*YOUR INSTRUCTIONS*:
Print every line of the material below verbatim, with no changes.

[SOURCE RECORDS start]

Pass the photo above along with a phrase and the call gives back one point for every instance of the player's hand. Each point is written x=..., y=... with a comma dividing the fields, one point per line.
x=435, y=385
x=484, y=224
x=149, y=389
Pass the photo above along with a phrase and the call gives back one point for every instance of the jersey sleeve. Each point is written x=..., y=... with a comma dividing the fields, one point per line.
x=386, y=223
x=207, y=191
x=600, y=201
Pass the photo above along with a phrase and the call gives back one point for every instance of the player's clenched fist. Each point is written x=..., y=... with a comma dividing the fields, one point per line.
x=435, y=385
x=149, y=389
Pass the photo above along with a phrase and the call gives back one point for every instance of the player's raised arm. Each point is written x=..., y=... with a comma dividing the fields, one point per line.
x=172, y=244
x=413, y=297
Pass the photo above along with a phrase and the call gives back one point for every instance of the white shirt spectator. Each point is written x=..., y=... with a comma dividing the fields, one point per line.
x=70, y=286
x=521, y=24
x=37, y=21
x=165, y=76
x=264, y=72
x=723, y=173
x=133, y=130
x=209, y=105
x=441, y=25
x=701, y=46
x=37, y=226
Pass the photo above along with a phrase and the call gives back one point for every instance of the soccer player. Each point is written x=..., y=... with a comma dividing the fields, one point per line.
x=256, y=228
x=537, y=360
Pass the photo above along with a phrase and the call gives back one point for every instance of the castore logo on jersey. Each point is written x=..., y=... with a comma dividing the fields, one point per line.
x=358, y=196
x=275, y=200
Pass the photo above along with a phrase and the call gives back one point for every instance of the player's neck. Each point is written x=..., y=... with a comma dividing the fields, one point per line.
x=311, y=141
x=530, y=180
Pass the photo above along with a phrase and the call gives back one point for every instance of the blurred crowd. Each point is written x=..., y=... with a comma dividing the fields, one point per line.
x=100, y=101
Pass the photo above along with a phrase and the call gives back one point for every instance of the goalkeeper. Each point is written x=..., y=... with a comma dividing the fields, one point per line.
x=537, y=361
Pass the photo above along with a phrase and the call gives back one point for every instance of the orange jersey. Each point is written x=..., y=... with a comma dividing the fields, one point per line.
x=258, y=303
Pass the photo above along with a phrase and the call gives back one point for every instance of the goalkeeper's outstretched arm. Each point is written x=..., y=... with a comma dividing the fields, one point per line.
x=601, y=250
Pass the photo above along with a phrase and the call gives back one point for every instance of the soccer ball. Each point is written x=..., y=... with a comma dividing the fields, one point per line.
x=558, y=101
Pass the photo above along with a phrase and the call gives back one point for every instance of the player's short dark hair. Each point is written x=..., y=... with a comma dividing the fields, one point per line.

[SOURCE RECORDS end]

*TASK RESULT*:
Pass the photo above along with a phrase and the call gives back one point for every instance of the player's hand. Each point is written x=..., y=... with a comma dividing the fields, one point per line.
x=435, y=385
x=484, y=224
x=149, y=389
Pass the photo above along with a phrase and the call gives back one point for every instance of the jersey sleeve. Each point is written x=..., y=... with a comma dividing the fields, one point per line.
x=386, y=223
x=207, y=191
x=600, y=201
Pass the photo above along with a phrase and the call gives back one point for every instance of the player's clenched fist. Each point is written x=..., y=... with a comma dividing the fields, one point per line.
x=435, y=385
x=149, y=389
Pass the photo above along with a phrase and the call gives back one point for every instance of the player's raised arm. Each point is written x=..., y=... with a comma dividing the fields, one point per line.
x=172, y=244
x=413, y=297
Pass the photo above along with a phrase and the call gives back one point for every instance of the white shirt spectator. Each point is written x=..., y=... with a comma dividing the fields, one point per line.
x=70, y=286
x=521, y=24
x=37, y=21
x=165, y=76
x=264, y=72
x=723, y=173
x=133, y=130
x=209, y=105
x=441, y=25
x=701, y=46
x=37, y=226
Pass the photo above along with a phrase and the call gives back one point for every instance of the soccer player. Each point is written x=..., y=... with a comma dividing the fields, one point per line.
x=256, y=228
x=537, y=360
Pass the photo above along with a phrase and the call gives back one point for every instance of the castore logo on jersey. Each point is written x=..., y=... with a comma dividing the fields, one point per line.
x=358, y=196
x=275, y=200
Pass the photo above along with a phrase and the call gives back one point for every instance of the player's neck. Each point is written x=..., y=... with a comma dividing the fields, one point per line.
x=311, y=141
x=530, y=180
Pass the photo above along with a phrase and the call gives back one point for every instance of the blurred crowd. Each point is written x=..., y=... with a comma dividing the fields, one point per line.
x=100, y=101
Pass the photo above along with a phrase and the call gives back one point for every instance of the goalkeeper. Each point is written x=..., y=... with a comma dividing the fields, one point per line.
x=537, y=361
Pass the photo above along with a phrase and the call gives back one point for every instance of the orange jersey. Each point is written x=..., y=... with a comma dividing the fields, one point per line.
x=258, y=303
Pass the photo above along with a phrase and the call gives back one point for every instance of the goalkeeper's outstretched arm. Each point is written x=..., y=... with a comma dividing the fields, one point per line.
x=601, y=250
Pass the photo above along with a phrase and the call gives back one point for every instance of the soccer ball. Each point is written x=..., y=... with a comma dividing the fields, one point per line.
x=558, y=101
Pass the photo above along with a phrase and the call gives back one point for every instance of the player's short dark hair. Each point is written x=..., y=... with a comma dividing the fields, one point per line.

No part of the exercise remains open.